• WORK ORDER:
Restate the entries below word for word, omitting nothing.
[[ INFORMATION GIVEN, beginning ]]
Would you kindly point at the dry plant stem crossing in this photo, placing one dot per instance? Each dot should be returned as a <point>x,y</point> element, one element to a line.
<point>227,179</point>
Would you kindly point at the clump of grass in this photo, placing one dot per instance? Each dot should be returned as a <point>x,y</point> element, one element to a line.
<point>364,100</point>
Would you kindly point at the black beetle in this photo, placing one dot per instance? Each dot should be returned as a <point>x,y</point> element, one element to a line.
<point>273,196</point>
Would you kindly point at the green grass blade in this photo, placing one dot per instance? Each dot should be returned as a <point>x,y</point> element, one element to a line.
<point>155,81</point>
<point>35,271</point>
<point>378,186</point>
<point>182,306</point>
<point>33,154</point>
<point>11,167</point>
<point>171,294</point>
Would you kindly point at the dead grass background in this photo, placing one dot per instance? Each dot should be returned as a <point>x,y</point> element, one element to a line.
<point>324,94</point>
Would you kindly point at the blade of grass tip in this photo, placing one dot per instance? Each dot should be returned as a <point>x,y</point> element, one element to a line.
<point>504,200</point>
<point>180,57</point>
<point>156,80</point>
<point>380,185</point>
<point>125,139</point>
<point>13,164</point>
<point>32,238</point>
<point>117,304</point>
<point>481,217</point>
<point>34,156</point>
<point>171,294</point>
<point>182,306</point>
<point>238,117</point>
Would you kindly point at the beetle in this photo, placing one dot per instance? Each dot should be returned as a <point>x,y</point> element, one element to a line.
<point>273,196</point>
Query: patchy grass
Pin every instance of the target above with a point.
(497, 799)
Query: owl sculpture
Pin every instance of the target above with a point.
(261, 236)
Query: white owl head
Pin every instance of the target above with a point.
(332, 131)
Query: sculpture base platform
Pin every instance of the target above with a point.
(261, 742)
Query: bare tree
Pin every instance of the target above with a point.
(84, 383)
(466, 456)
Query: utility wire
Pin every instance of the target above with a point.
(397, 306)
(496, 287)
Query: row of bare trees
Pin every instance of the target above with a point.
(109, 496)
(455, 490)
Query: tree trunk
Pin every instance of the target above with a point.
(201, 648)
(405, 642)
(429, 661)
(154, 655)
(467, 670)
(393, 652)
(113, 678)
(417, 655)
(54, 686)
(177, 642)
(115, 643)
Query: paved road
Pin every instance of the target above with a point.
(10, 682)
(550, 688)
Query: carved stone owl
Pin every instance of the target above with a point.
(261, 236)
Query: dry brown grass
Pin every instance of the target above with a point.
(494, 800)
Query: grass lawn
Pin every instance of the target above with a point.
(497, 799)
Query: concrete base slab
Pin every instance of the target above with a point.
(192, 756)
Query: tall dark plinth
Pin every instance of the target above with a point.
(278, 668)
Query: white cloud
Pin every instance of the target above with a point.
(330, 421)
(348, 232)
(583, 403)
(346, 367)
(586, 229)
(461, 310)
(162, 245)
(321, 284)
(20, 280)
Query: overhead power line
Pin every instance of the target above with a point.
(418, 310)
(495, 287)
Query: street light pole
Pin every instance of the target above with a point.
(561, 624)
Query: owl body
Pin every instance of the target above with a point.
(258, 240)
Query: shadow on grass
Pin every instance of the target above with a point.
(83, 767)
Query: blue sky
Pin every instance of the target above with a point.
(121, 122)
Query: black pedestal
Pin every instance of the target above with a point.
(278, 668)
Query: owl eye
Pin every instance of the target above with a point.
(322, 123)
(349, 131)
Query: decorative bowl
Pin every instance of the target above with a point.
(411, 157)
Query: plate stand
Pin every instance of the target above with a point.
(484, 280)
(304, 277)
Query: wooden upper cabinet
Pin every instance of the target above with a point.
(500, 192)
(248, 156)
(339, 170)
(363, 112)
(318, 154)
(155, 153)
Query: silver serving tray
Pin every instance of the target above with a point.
[[ INFORMATION GIVEN, end ]]
• TASK ANSWER:
Would you kindly point at the dry plant stem crossing in this photo, placing one dot per instance? Each dot should be returned as a <point>x,y</point> element, one element to a line.
<point>227,179</point>
Would you kindly point at the clump of grass in this photo, placing one dot per instance? Each dot should be returned as a <point>x,y</point> element, one element to a line.
<point>364,100</point>
Would you kindly point at the black beetle in this photo, placing one dot per instance? Each dot should be returned as a <point>x,y</point> element, one element to a line.
<point>273,196</point>
Would you kindly point at the green grass blade in this photo, placing one dot per instance? Each dot should be returned as a <point>x,y</point> element, one element to a line.
<point>155,81</point>
<point>35,271</point>
<point>378,186</point>
<point>182,306</point>
<point>33,154</point>
<point>11,167</point>
<point>171,294</point>
Would you kindly point at the dead grass background in this photo, placing one dot per instance? Each dot should be returned as a <point>x,y</point> element, one element to a line.
<point>324,94</point>
Would you kindly point at the blade of grass tip in this photo, placing one dot per instance? Each dot should be returned as a <point>x,y</point> element, one element to a line.
<point>504,200</point>
<point>180,57</point>
<point>156,80</point>
<point>380,185</point>
<point>125,139</point>
<point>13,164</point>
<point>32,238</point>
<point>117,304</point>
<point>481,217</point>
<point>34,156</point>
<point>171,294</point>
<point>182,306</point>
<point>238,117</point>
Would you kindly point at the beetle in this photo, placing one dot per instance? Each dot should be returned as a <point>x,y</point> element, one element to a line.
<point>273,196</point>
Query: patchy grass
Pin every instance of the target above with a point.
(497, 799)
Query: owl sculpture
Pin every instance of the target above with a point.
(261, 236)
Query: white owl head
Pin every instance of the target above with a point.
(332, 131)
Query: sculpture base platform
Pin every instance of the target above with a point.
(261, 742)
Query: bare tree
Pin every instance of the target above with a point.
(84, 383)
(466, 456)
Query: utility wire
Pin every instance of the target above with a point.
(397, 306)
(496, 287)
Query: row of bare trees
Pin every instance of the target above with a point.
(109, 496)
(455, 490)
Query: tree trunk
Pin every instance of the target above with a point.
(201, 648)
(405, 642)
(429, 661)
(154, 655)
(467, 670)
(393, 652)
(113, 678)
(417, 655)
(54, 686)
(177, 642)
(115, 643)
Query: paved road
Pin every instance of the target above with a point.
(10, 682)
(550, 688)
Query: carved stone owl
Pin every instance of the target above with a point.
(261, 236)
Query: dry brown grass
Pin every instance of the target above with a point.
(494, 800)
Query: grass lawn
Pin every instance of the target above with a point.
(497, 799)
Query: concrete base slab
Pin every instance of the target above with a point.
(192, 756)
Query: tall dark plinth
Pin every instance of the target above with a point.
(278, 668)
Query: white cloud
Pin every instance of the target above with a point.
(330, 421)
(348, 232)
(583, 403)
(346, 367)
(586, 229)
(461, 310)
(162, 245)
(321, 284)
(20, 280)
Query: overhead power line
Pin every instance of the target above with a point.
(418, 310)
(495, 287)
Query: street light pole
Pin every instance of the target above with a point.
(561, 624)
Query: owl body
Pin every instance of the target above with a point.
(258, 240)
Query: shadow on grass
Pin every instance of the target above with a point.
(83, 767)
Query: blue sky
Pin every instance of the target above with a point.
(121, 122)
Query: black pedestal
Pin every instance of the target above with a point.
(278, 668)
Query: owl eye
Pin every instance of the target above with a point.
(322, 123)
(349, 131)
Query: decorative bowl
Pin every instance of the target above with a point.
(411, 157)
Query: plate stand
Pin every instance of the target above with a point.
(484, 280)
(304, 277)
Query: wooden upper cabinet
Pin every instance of the target above with a point.
(500, 192)
(248, 156)
(339, 170)
(363, 112)
(318, 154)
(155, 153)
Query: silver serving tray
Pin every instance of the target above with a point.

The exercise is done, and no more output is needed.